--- Data extract Enclosed Below ---

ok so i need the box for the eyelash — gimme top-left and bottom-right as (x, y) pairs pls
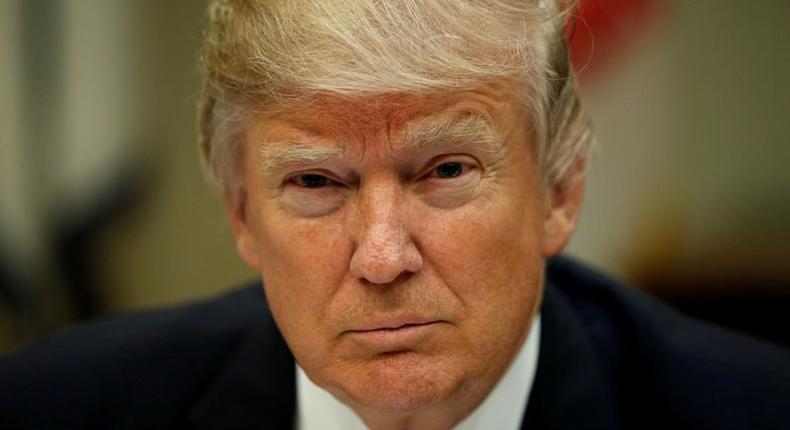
(287, 172), (342, 189)
(286, 158), (478, 190)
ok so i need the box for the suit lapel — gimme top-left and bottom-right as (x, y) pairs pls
(188, 304), (296, 430)
(520, 281), (621, 430)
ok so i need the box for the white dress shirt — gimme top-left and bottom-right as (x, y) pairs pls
(296, 316), (541, 430)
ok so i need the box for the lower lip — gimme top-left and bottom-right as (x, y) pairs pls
(347, 322), (443, 351)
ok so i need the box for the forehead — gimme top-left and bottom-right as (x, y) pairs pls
(254, 81), (526, 140)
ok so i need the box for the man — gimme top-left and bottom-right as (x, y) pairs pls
(1, 1), (788, 429)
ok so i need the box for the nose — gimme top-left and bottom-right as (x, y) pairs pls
(349, 179), (423, 284)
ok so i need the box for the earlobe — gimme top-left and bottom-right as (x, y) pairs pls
(224, 189), (261, 270)
(542, 156), (587, 257)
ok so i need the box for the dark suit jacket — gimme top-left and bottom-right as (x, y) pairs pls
(1, 257), (789, 429)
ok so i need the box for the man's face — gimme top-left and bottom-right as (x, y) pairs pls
(228, 82), (581, 414)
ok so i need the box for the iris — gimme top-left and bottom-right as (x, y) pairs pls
(299, 174), (329, 188)
(435, 162), (464, 178)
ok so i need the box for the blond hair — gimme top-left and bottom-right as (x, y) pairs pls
(198, 0), (592, 195)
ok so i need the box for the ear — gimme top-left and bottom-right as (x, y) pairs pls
(542, 156), (587, 257)
(224, 189), (261, 270)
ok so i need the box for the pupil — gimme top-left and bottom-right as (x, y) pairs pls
(301, 174), (328, 188)
(436, 162), (463, 178)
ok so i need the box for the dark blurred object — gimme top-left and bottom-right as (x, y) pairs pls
(636, 252), (790, 349)
(52, 166), (146, 321)
(0, 166), (145, 351)
(0, 250), (36, 344)
(666, 292), (790, 349)
(0, 1), (148, 353)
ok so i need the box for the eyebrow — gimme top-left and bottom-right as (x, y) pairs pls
(257, 112), (505, 181)
(400, 112), (505, 156)
(258, 142), (344, 172)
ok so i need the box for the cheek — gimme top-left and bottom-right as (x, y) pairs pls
(416, 184), (545, 338)
(249, 202), (351, 350)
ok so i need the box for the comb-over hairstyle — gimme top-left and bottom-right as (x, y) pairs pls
(198, 0), (592, 195)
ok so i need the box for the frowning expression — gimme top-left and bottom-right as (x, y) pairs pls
(226, 82), (579, 417)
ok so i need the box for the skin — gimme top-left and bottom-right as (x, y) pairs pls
(226, 81), (586, 430)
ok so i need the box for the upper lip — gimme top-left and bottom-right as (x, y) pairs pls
(348, 316), (441, 332)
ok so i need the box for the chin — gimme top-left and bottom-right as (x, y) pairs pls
(335, 351), (468, 414)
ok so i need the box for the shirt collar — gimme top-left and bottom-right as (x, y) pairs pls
(296, 315), (541, 430)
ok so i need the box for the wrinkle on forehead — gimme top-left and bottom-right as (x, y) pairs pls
(257, 78), (524, 139)
(252, 81), (525, 172)
(268, 93), (452, 141)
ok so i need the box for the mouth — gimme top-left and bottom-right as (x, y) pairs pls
(344, 318), (445, 352)
(350, 319), (441, 333)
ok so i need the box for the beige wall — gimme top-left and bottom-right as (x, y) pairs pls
(568, 0), (790, 283)
(96, 1), (254, 310)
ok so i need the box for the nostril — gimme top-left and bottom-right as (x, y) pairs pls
(363, 271), (401, 285)
(361, 271), (415, 287)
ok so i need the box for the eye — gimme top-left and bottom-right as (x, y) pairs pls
(417, 158), (481, 209)
(290, 173), (333, 188)
(434, 162), (465, 179)
(424, 159), (478, 181)
(281, 172), (347, 217)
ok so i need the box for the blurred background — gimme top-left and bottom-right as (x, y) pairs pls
(1, 0), (788, 354)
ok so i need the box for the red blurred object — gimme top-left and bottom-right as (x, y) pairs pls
(567, 0), (663, 80)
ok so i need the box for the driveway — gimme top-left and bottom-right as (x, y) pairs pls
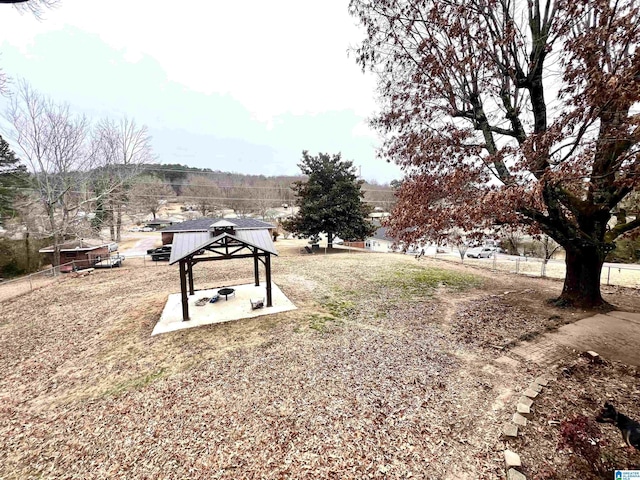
(120, 236), (160, 257)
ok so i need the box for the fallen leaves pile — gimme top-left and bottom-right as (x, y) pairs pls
(450, 293), (569, 351)
(1, 248), (637, 478)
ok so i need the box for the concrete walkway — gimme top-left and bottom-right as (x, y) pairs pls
(510, 311), (640, 367)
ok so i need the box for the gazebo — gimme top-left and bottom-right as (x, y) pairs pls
(169, 220), (278, 321)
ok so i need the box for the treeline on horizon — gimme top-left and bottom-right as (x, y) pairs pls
(137, 163), (398, 210)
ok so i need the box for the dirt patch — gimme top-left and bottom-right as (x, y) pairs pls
(0, 251), (639, 478)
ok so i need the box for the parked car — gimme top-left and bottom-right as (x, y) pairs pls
(147, 244), (170, 254)
(94, 255), (125, 268)
(148, 245), (172, 261)
(467, 247), (496, 258)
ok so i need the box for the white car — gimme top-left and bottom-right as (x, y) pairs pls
(467, 247), (496, 258)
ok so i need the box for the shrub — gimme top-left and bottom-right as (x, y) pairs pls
(558, 415), (610, 478)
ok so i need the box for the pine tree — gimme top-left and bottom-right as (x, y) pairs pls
(0, 134), (27, 220)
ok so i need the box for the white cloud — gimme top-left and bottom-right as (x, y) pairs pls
(0, 0), (403, 183)
(0, 0), (376, 123)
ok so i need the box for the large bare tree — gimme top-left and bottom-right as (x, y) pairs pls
(350, 0), (640, 307)
(5, 81), (93, 267)
(3, 0), (58, 16)
(92, 117), (154, 241)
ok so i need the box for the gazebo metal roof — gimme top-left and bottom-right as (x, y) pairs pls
(169, 230), (277, 265)
(168, 229), (278, 321)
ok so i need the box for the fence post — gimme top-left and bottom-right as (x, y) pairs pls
(607, 266), (611, 286)
(492, 253), (497, 272)
(515, 257), (520, 274)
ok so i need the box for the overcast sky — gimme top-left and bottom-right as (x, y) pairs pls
(0, 0), (403, 183)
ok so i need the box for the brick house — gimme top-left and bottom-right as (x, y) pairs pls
(39, 239), (114, 268)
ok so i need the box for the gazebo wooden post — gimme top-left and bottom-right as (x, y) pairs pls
(265, 253), (273, 307)
(253, 251), (260, 286)
(179, 259), (189, 321)
(187, 260), (195, 295)
(171, 230), (278, 318)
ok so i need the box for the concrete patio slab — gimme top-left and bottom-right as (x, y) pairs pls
(152, 282), (296, 335)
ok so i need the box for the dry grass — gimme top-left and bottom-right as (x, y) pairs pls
(0, 274), (61, 303)
(1, 246), (639, 479)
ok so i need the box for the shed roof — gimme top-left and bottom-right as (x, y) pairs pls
(169, 229), (277, 265)
(161, 217), (275, 233)
(39, 239), (111, 253)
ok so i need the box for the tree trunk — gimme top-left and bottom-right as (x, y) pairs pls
(558, 247), (606, 307)
(327, 231), (333, 249)
(109, 202), (116, 241)
(53, 233), (60, 271)
(48, 206), (61, 271)
(25, 231), (30, 272)
(116, 205), (122, 242)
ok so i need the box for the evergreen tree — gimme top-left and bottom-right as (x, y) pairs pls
(283, 151), (375, 247)
(0, 134), (27, 220)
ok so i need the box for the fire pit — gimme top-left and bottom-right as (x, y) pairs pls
(217, 287), (235, 301)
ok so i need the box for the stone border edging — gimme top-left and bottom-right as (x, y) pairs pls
(502, 374), (552, 479)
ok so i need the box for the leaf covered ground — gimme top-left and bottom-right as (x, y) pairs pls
(1, 243), (639, 479)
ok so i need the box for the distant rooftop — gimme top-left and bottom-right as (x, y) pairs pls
(39, 239), (111, 253)
(161, 217), (275, 233)
(369, 227), (396, 242)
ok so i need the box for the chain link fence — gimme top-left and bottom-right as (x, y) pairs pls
(0, 262), (72, 303)
(0, 253), (173, 303)
(428, 250), (640, 289)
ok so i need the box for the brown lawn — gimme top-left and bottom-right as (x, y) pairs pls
(1, 242), (639, 479)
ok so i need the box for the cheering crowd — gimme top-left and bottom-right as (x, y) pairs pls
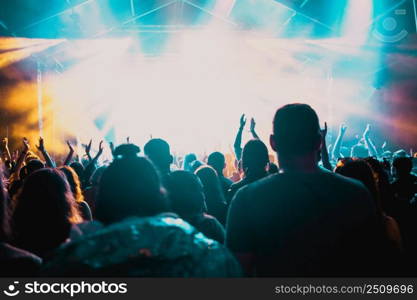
(0, 103), (416, 277)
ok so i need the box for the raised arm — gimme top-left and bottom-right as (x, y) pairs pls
(83, 140), (104, 186)
(363, 124), (379, 158)
(36, 137), (56, 168)
(331, 124), (347, 161)
(320, 122), (332, 171)
(109, 141), (116, 158)
(63, 141), (75, 166)
(250, 118), (260, 140)
(233, 114), (246, 161)
(84, 139), (93, 162)
(12, 138), (30, 178)
(1, 138), (12, 164)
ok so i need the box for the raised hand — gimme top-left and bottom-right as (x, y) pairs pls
(97, 140), (104, 157)
(339, 124), (347, 134)
(12, 149), (19, 161)
(63, 141), (75, 166)
(23, 137), (30, 153)
(1, 137), (8, 149)
(36, 137), (45, 152)
(320, 122), (332, 170)
(109, 141), (115, 155)
(363, 124), (371, 138)
(250, 118), (256, 133)
(1, 138), (11, 161)
(239, 114), (247, 129)
(36, 137), (55, 167)
(67, 141), (74, 153)
(85, 139), (92, 155)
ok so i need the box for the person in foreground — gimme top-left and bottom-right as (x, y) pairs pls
(42, 144), (240, 277)
(0, 169), (42, 276)
(226, 103), (386, 277)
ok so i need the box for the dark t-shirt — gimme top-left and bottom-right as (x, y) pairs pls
(219, 176), (233, 196)
(391, 174), (417, 203)
(226, 168), (381, 277)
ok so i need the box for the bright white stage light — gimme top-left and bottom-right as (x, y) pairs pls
(46, 26), (377, 155)
(341, 0), (374, 45)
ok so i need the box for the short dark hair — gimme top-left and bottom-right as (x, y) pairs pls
(207, 152), (225, 172)
(144, 138), (172, 171)
(113, 144), (140, 158)
(241, 139), (269, 173)
(393, 157), (412, 175)
(96, 156), (168, 224)
(144, 138), (170, 158)
(273, 103), (320, 156)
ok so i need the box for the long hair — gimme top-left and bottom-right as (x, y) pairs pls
(195, 166), (227, 224)
(195, 166), (226, 206)
(12, 168), (81, 256)
(59, 166), (84, 203)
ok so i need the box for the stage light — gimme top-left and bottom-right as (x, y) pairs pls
(341, 0), (374, 45)
(42, 24), (380, 156)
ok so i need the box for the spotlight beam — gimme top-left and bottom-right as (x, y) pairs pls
(413, 0), (417, 32)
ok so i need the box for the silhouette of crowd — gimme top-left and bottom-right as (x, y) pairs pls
(0, 103), (416, 277)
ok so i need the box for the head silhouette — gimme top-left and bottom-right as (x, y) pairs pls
(183, 153), (197, 172)
(335, 159), (380, 212)
(144, 138), (173, 175)
(12, 168), (81, 256)
(195, 166), (225, 203)
(271, 103), (321, 156)
(113, 143), (141, 158)
(25, 159), (45, 174)
(207, 152), (226, 176)
(392, 157), (412, 178)
(96, 154), (168, 225)
(167, 171), (205, 217)
(270, 104), (321, 170)
(19, 159), (45, 181)
(190, 160), (204, 173)
(241, 139), (269, 176)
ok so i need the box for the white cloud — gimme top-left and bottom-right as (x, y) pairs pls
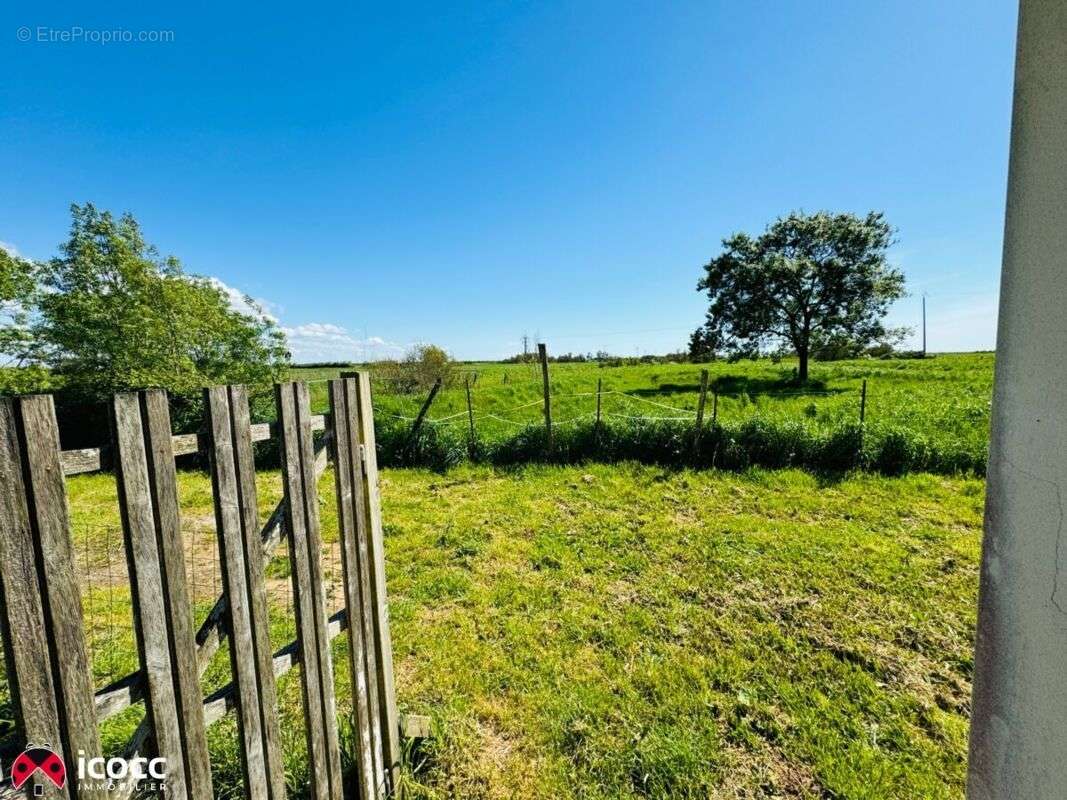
(280, 322), (405, 363)
(0, 240), (22, 258)
(207, 275), (404, 362)
(285, 322), (349, 338)
(207, 277), (279, 323)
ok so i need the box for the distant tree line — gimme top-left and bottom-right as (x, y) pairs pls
(502, 350), (692, 365)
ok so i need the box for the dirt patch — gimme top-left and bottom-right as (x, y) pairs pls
(717, 739), (825, 799)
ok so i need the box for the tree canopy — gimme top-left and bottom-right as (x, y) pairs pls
(1, 204), (290, 429)
(691, 211), (906, 380)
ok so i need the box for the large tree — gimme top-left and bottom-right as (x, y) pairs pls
(692, 211), (906, 381)
(32, 204), (288, 424)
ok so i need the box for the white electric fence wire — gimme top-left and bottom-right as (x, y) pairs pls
(604, 412), (692, 422)
(604, 391), (698, 414)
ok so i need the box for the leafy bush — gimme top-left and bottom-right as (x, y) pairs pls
(375, 344), (456, 394)
(869, 427), (931, 475)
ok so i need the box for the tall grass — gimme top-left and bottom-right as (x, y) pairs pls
(296, 353), (993, 476)
(375, 416), (987, 476)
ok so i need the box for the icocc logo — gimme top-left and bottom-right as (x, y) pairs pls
(1, 745), (167, 793)
(78, 751), (168, 783)
(8, 746), (67, 789)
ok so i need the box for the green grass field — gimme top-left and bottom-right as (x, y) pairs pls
(28, 459), (981, 799)
(0, 354), (989, 797)
(293, 352), (994, 474)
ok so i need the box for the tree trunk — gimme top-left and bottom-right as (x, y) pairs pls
(797, 348), (809, 382)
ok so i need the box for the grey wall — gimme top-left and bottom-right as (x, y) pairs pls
(968, 1), (1067, 796)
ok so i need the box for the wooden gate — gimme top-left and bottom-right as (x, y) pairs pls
(0, 375), (404, 799)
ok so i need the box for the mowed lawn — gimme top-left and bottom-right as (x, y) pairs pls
(54, 463), (982, 799)
(386, 464), (980, 799)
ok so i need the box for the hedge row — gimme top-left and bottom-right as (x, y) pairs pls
(372, 417), (987, 476)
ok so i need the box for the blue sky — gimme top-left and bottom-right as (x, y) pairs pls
(1, 1), (1017, 361)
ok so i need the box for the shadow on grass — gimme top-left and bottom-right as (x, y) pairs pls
(627, 374), (846, 397)
(629, 382), (702, 395)
(708, 374), (844, 396)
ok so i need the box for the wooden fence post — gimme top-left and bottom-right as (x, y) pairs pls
(204, 385), (287, 800)
(693, 369), (709, 456)
(712, 389), (719, 426)
(0, 395), (103, 799)
(330, 377), (386, 798)
(276, 382), (344, 800)
(465, 377), (476, 456)
(539, 343), (552, 450)
(595, 377), (602, 429)
(860, 379), (868, 423)
(408, 378), (442, 454)
(346, 371), (401, 790)
(111, 390), (212, 800)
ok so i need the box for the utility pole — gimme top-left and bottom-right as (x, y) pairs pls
(522, 333), (529, 360)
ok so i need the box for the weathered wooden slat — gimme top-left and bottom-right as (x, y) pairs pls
(0, 397), (67, 799)
(350, 371), (401, 789)
(59, 446), (102, 475)
(17, 395), (103, 799)
(111, 391), (213, 799)
(276, 381), (343, 800)
(111, 392), (189, 799)
(204, 385), (287, 800)
(140, 392), (216, 797)
(329, 378), (383, 799)
(229, 385), (288, 797)
(94, 433), (331, 722)
(100, 435), (333, 800)
(61, 414), (326, 475)
(171, 432), (200, 456)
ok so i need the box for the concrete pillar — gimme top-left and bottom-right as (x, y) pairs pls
(968, 1), (1067, 797)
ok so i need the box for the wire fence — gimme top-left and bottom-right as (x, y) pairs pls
(64, 468), (353, 696)
(375, 387), (857, 431)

--- End of Enclosed Data extract ---

● What you should do
What you return must match, line for line, the data from the line containing "ok so i need the box for the wooden fence" to its end, both ends included.

● Reply to the exercise
ok so i need the box for the wooden fence post — gimme top-left and bottom-right as (x, y) pairs pls
(204, 385), (287, 800)
(693, 369), (709, 456)
(712, 389), (719, 426)
(0, 395), (103, 799)
(330, 377), (386, 798)
(276, 382), (344, 800)
(465, 377), (476, 456)
(539, 343), (552, 450)
(595, 377), (602, 429)
(860, 379), (868, 423)
(408, 378), (442, 454)
(346, 371), (401, 790)
(111, 390), (212, 800)
ok so i need the box for the utility pole — gimme top-left and bottom-right as (x, y) pairs pls
(522, 333), (529, 360)
ok so i need the box for the weathered wooden slat — gimme top-left and bottom-right as (x, y) pairs pls
(0, 397), (67, 799)
(350, 371), (401, 789)
(59, 446), (102, 475)
(17, 395), (103, 799)
(111, 391), (213, 799)
(276, 381), (343, 800)
(111, 392), (189, 799)
(204, 385), (287, 800)
(140, 392), (216, 797)
(329, 378), (383, 799)
(229, 385), (288, 797)
(94, 433), (331, 722)
(100, 435), (333, 800)
(61, 414), (326, 475)
(171, 432), (200, 456)
ok so i need the box for the concrete pillar — gimme top-left and bottom-right as (x, y) pairs pls
(968, 1), (1067, 797)
ok so i need the box for the wire fence — gimme top-left and bottom-right as (x, y) pairs pls
(64, 468), (353, 696)
(375, 387), (857, 431)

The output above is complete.